Data rows
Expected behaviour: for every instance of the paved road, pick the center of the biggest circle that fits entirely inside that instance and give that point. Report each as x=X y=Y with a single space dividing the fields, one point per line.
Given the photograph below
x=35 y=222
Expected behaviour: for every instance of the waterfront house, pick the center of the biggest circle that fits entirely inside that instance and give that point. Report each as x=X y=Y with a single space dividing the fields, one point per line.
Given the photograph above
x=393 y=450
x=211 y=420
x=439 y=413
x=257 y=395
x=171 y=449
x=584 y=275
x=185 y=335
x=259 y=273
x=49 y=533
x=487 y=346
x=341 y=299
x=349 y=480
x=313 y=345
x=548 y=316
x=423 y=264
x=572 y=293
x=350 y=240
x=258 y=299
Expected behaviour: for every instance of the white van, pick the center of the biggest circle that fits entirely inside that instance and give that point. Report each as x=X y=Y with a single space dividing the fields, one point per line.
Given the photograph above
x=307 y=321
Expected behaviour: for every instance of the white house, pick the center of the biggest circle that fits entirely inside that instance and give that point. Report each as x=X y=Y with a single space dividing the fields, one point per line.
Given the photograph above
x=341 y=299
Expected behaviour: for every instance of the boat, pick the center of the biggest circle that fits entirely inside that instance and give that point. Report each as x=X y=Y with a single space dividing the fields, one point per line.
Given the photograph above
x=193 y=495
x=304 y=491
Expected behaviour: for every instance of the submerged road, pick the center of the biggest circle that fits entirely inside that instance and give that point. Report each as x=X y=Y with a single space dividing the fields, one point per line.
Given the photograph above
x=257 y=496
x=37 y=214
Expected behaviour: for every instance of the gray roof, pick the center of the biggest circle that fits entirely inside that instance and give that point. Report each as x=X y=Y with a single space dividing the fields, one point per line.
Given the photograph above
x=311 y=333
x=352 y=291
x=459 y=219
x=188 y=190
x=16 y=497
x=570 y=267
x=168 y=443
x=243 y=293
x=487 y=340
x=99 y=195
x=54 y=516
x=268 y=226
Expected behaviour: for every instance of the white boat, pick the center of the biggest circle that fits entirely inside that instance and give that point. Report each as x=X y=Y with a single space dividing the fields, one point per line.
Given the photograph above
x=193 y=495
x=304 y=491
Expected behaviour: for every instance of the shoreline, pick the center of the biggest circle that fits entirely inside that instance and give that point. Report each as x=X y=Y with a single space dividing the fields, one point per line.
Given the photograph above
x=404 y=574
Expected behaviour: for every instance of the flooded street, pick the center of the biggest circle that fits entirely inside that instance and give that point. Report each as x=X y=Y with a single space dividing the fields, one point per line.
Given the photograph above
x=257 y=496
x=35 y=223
* * *
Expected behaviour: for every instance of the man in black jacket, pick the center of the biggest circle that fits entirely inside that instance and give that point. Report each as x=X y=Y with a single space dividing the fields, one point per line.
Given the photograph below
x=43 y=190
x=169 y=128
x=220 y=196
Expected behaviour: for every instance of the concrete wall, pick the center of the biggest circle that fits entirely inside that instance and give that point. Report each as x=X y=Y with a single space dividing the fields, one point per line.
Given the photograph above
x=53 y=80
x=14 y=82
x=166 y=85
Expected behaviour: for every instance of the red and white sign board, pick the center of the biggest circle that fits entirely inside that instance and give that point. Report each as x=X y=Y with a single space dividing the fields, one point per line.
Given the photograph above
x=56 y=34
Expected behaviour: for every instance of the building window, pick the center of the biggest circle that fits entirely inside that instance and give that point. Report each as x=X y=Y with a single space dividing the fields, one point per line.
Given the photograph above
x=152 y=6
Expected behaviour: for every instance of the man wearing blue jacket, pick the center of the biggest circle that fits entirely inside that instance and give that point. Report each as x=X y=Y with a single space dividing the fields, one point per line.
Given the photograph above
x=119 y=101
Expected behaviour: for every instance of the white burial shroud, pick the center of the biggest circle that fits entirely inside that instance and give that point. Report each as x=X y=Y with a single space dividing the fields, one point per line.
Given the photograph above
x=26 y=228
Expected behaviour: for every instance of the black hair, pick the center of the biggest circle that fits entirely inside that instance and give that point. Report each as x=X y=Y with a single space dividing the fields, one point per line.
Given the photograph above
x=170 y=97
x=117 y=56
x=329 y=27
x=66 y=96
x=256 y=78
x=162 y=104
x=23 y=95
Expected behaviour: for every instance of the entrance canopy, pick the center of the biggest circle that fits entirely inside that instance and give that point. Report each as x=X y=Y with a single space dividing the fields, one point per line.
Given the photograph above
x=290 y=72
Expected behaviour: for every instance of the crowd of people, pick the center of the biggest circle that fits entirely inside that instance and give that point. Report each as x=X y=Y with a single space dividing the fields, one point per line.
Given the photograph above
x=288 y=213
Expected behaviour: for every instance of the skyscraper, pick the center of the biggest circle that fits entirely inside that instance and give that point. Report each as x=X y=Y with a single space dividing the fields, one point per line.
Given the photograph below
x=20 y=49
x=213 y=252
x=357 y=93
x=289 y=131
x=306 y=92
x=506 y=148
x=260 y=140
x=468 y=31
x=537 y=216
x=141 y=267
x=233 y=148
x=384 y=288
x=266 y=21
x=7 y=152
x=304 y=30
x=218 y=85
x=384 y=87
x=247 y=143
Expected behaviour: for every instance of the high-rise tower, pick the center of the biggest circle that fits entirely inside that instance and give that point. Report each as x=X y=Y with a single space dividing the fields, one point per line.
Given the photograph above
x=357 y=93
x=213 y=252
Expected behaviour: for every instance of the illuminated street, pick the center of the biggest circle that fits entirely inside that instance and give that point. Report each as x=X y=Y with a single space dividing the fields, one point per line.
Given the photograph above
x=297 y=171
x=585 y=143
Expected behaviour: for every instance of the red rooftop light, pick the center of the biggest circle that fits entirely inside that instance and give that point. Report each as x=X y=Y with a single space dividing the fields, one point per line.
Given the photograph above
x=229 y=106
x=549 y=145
...
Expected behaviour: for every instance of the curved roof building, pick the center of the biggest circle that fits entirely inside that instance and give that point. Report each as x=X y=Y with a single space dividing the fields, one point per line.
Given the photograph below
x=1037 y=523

Work to do
Revise the items from the line with "Expected behaviour: for every instance of the skyscraper, pick" up to and including the line with "x=247 y=143" by substituting "office tower" for "skyscraper" and keeping everything else unchanged. Return only those lines.

Result of this exercise
Expected behaviour: for every instance of the office tower, pick the center of the biggest circle that fits entirely inside that instance and give that point. Report each as x=X y=Y with a single space dividing the fields, one point per line.
Given the photograph below
x=20 y=49
x=213 y=252
x=357 y=93
x=289 y=131
x=306 y=92
x=506 y=148
x=260 y=140
x=468 y=31
x=537 y=216
x=141 y=267
x=233 y=148
x=384 y=288
x=266 y=21
x=7 y=152
x=304 y=30
x=218 y=85
x=384 y=87
x=247 y=143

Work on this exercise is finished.